[What the task requires]
Your task is to reproduce the material exactly.

───── Task input ─────

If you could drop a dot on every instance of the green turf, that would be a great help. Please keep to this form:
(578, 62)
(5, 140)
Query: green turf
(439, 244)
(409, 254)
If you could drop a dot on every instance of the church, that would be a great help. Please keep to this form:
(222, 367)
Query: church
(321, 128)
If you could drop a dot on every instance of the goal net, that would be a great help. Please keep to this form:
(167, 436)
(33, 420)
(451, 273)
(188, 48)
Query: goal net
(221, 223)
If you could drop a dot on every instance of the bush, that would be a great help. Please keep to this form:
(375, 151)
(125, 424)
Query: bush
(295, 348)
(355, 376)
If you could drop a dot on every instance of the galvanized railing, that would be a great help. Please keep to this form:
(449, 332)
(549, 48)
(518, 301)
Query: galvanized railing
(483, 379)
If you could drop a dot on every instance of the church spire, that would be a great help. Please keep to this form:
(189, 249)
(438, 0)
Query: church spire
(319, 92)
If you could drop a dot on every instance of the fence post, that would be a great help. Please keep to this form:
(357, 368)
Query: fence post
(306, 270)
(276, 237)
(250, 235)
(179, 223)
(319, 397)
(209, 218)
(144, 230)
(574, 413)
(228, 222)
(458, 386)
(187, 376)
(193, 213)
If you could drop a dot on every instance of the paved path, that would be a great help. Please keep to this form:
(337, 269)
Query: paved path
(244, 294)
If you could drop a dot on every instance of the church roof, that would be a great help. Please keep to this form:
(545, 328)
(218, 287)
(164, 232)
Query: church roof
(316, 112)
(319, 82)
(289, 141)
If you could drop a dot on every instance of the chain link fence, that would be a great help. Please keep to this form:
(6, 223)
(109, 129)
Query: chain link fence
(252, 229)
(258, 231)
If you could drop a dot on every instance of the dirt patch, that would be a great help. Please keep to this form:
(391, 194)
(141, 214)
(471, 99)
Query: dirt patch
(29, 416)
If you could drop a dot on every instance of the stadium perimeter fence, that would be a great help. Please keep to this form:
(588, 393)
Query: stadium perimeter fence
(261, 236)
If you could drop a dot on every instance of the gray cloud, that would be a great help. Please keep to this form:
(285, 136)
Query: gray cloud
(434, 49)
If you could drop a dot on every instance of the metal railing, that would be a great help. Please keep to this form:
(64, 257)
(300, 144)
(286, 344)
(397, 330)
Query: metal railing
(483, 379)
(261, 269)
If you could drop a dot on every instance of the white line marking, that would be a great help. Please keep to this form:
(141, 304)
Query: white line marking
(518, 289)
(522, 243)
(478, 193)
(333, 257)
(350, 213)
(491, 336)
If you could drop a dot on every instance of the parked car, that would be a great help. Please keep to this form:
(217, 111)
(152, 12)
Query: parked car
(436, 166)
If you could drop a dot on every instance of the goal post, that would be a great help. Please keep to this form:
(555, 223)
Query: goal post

─────

[The completed task]
If you could drop a dot on every instance of the green turf, that would be a great help. Please keep to this form:
(578, 62)
(5, 140)
Query: green turf
(439, 244)
(409, 254)
If you could drop a dot on every instance of the church, that would be a great help. Please keep to this form:
(222, 367)
Query: church
(321, 128)
If you could drop a dot on every instance of the goal net, that would be a great help. Please keep to this form:
(167, 436)
(33, 420)
(451, 273)
(188, 48)
Query: goal net
(221, 223)
If you could drop a dot on every instance of the bush, that would be a great help. Please keep to this form:
(375, 151)
(125, 424)
Query: bush
(295, 348)
(355, 376)
If you could drop a dot on every instance of the galvanized railing, that would be a great help. Please keep to this form:
(449, 332)
(549, 48)
(518, 301)
Query: galvanized railing
(483, 379)
If you could drop a dot on every instance of the church spire, that would be a great help. Please keep to this form:
(189, 249)
(438, 0)
Query: church spire
(319, 92)
If you could drop a dot on every instance of the fence post, that would be a great help. Please keep to this form:
(357, 368)
Query: fence post
(306, 270)
(276, 237)
(250, 235)
(179, 223)
(319, 397)
(209, 218)
(144, 230)
(574, 413)
(228, 222)
(458, 386)
(187, 376)
(193, 213)
If you could drop a dot on every instance of the paved path, that would be a great help. Please keep to this form:
(337, 269)
Query: paved path
(244, 294)
If you could drop a dot on every instance of the church roof, that would be a great help. Please keep to this form:
(545, 328)
(218, 287)
(164, 232)
Query: church roof
(316, 112)
(319, 82)
(289, 141)
If you could drop a dot on every instance of the chain link fence, that would be a great help. Please keep to this form:
(6, 223)
(109, 129)
Query: chain link fence
(252, 229)
(258, 231)
If you could drop a dot on every instance of the dirt patch, that would be a great help. Please keep to this form:
(391, 194)
(141, 214)
(471, 99)
Query: dirt patch
(29, 416)
If you could drop a dot on every instance of the stadium perimeter fence, that would be a great help. Please keep to this form:
(588, 393)
Query: stadium perimeter fence
(261, 236)
If you could drop a dot on every instance of the gray cloud, that would be a great help. Please keep to this form:
(285, 136)
Query: gray cloud
(434, 49)
If you could drop a dot on every instance of the metal railing, that would be a great help. Please keep to this form:
(64, 257)
(300, 144)
(286, 344)
(397, 330)
Query: metal railing
(483, 379)
(261, 269)
If you could drop a dot on every instance of the white line marking, that would be a great help. Please keep to this form:
(141, 304)
Query: white line marking
(518, 289)
(522, 243)
(478, 193)
(333, 257)
(350, 213)
(491, 336)
If you could drop a dot on every instance of the parked car, that would be a great help. Please keep to this form:
(217, 111)
(152, 12)
Query: parked car
(436, 166)
If you could drop a dot on every instance of the goal post, that would be a great help. Please keep to this form:
(555, 223)
Query: goal post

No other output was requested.